### [Aim of the exercise]
Retype from the article on the new grant for studying lung tissue in COVID-19 patients in Malawi the part that opens with the words containing "Most recently, at" and closes with "team of researchers.".

==== Document segment ====

New grant awarded to study pulmonary tissue in COVID-19 patients in Malawi

A novel approach to studying the cause of death in Malawi has earned Dr. Wieger Voskuijl and colleagues a Bill & Melinda Gates Foundation grant.

Wieger was working in Malawi from 2012-2015, during which time he encountered obstacles that forced him to ask important medical questions. “One of my biggest frustrations was when I sat bedside in Malawi and a child would die. I would have no proper idea of what the child was dying from or only ‘container diagnoses’.” In order to research cause of death, Wieger and colleagues began employing post-mortem Minimally Invasive Tissue Sampling (MITS). This study took place in 2018 within the CHAIN network. Rather than performing a full invasive autopsy, doctors using this technique take needle biopsies to discover the cause of death in patients. This method was first introduced in Mozambique 10-15 years ago and has been particularly successful in determining cause of death from infectious diseases. This study sparked interest in researchers involved in post-mortem studies in the region.

One of these researchers was Dr. Chris Moxon of the University of Glasgow and working at Malawi Liverpool Wellcome trust in Blantyre, Malawi. His research focuses on cerebral malaria, a disease where malaria enters the brain and makes patients terribly ill. Chris was interested in using MITS to research the brain diseased by Malaria in post-mortem patients.

Most recently, at the start of the COVID-19 pandemic Dr. Chris Moxon, Dr. Wieger Voskuijl along with colleague Prof. Donna Denno, an expert in environmental enteropathy and paediatrics, had the idea to use MITS technique for an immunology study. Together they wrote a grant proposal that would use MITS to look at the organ that results in the cause of death for many people with COVID-19, the lungs.

This immunology study, recently approved by the Bill & Melinda Gates Foundation, will examine 6 patients dying of COVID-19, and 6 patients with a different respiratory infection that has led to their death as a control group. Dr. Steve Kamiza, the lead pathologist for this study at the College of Medicine in Malawi, will perform the tissue sampling procedure for future assessment by a team of researchers.

These results will inform how to streamline sample types that would be most useful in larger population and clinical studies of living patients and will link with a parallel study collecting serial samples of nasal scrapings and nasal lining fluid in asymptomatic, mild, and severe COVID-19 cases in Malawi. These results could identify biomarkers of disease and treatment response for use in intervention trials.

==== Dataset section ====

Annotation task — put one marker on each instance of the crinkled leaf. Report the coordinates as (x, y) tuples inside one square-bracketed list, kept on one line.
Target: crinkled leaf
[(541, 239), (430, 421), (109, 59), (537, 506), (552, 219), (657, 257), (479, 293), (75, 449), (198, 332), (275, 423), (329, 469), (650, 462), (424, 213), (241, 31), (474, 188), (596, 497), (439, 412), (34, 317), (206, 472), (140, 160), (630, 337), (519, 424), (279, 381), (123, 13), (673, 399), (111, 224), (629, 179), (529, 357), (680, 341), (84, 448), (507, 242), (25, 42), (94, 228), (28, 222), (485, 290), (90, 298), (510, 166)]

====

### [Solution for this exercise]
Most recently, at the start of the COVID-19 pandemic Dr. Chris Moxon, Dr. Wieger Voskuijl along with colleague Prof. Donna Denno, an expert in environmental enteropathy and paediatrics, had the idea to use MITS technique for an immunology study. Together they wrote a grant proposal that would use MITS to look at the organ that results in the cause of death for many people with COVID-19, the lungs.

This immunology study, recently approved by the Bill & Melinda Gates Foundation, will examine 6 patients dying of COVID-19, and 6 patients with a different respiratory infection that has led to their death as a control group. Dr. Steve Kamiza, the lead pathologist for this study at the College of Medicine in Malawi, will perform the tissue sampling procedure for future assessment by a team of researchers.